=== Task to complete ===
In the Battle of the Atlantic text below, condense the paragraph that begins "The first shots on the Atlantic" into a short bulleted list that keeps its main facts.

═════ Document text

The Battle of the Atlantic, from 1939 to 1945, was the longest continuous battle of the Second World War. Canada played a key role in the Allied struggle for control of the North Atlantic, as German submarines worked furiously to cripple the convoys shipping crucial supplies to Europe. Victory was costly: more than 70,000 Allied seamen, merchant mariners and airmen lost their lives, including 4,600 Canadians.
U-boat Attacks Begin
The first shots on the Atlantic were fired on 3 September 1939, just hours after Britain formally declared war on Germany. Off the coast of Ireland, a German submarine, U-30, torpedoed the SS Athenia, a passenger ship en route to Montréal with more than 1,400 passengers and crew on board; 112 people were killed, including 4 Canadians.
The battle for control of the key shipping routes between Europe and North America had begun. German Admiral Karl Dönitz believed that disrupting or severing the delivery of food, oil, equipment and supplies would ensure that Germany would win the war. Dönitz co-ordinated a blitz on Allied shipping that would continue until the last days of the war.

══════════
═════ Material provided

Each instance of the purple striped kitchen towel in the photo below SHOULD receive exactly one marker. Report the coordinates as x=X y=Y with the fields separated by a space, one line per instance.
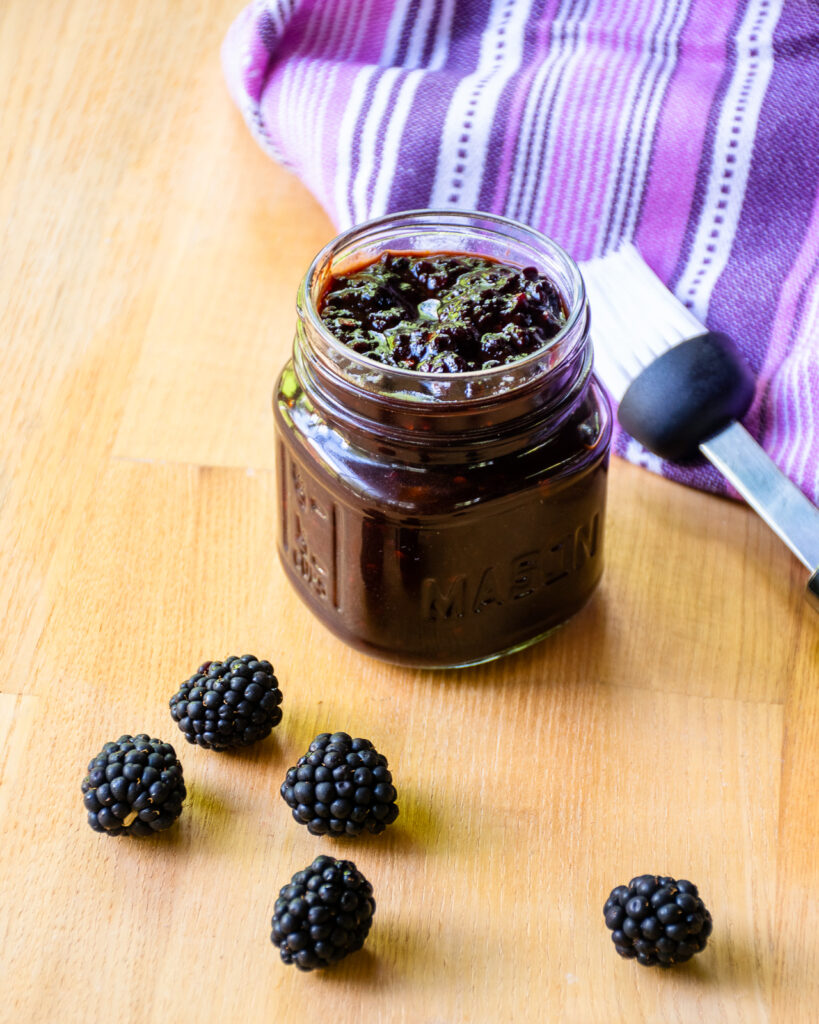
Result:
x=688 y=126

══════════

=== Written answer ===
- The first shots on the Atlantic were fired on 3 September 1939, hours after Britain declared war on Germany.
- Off the coast of Ireland, the German submarine U-30 torpedoed the SS Athenia, a passenger ship bound for Montréal.
- The ship carried more than 1,400 passengers and crew.
- 112 people were killed, 4 of them Canadians.